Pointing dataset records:
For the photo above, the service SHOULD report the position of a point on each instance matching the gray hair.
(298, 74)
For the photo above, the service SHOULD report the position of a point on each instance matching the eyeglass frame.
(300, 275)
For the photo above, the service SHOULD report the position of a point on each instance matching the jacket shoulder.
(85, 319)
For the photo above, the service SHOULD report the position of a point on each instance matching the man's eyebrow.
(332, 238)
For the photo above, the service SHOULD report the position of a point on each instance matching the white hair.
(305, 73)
* * *
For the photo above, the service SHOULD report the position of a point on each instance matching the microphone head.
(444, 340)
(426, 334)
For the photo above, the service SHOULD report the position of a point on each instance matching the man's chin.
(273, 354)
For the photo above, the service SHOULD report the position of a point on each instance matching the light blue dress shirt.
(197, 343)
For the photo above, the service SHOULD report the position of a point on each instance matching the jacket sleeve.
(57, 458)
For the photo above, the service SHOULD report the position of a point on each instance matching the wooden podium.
---
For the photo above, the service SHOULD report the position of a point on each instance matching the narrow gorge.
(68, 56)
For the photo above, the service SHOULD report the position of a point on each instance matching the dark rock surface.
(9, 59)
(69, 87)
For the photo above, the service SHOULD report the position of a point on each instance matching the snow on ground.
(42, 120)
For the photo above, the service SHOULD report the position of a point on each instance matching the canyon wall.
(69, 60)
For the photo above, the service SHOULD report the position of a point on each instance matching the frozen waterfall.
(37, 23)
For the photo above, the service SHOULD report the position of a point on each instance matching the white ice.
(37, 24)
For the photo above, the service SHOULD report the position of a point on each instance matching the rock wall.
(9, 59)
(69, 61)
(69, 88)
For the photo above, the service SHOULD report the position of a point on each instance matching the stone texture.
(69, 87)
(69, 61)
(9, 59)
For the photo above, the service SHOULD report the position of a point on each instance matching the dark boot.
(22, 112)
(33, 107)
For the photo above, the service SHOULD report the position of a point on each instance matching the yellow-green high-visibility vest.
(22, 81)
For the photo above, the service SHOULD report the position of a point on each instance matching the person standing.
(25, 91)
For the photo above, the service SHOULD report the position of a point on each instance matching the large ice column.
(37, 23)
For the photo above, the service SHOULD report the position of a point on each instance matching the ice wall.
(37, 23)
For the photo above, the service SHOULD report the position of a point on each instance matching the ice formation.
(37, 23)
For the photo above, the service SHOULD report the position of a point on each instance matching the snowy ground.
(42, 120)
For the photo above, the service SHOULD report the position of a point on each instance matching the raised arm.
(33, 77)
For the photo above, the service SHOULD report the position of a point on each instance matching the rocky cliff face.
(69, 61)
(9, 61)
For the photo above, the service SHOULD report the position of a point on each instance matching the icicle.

SET TASK: Copy, word for word, the portion of the records that opens with the line containing "rocky cliff face." and closes with the line containing "matching the icicle.". Include both of those lines.

EXERCISE RESULT:
For the photo above, the service SHOULD report the position of a point on each instance matching the rocky cliff face.
(69, 61)
(9, 61)
For the photo above, the service SHOULD report the position of a point on each instance matching the icicle.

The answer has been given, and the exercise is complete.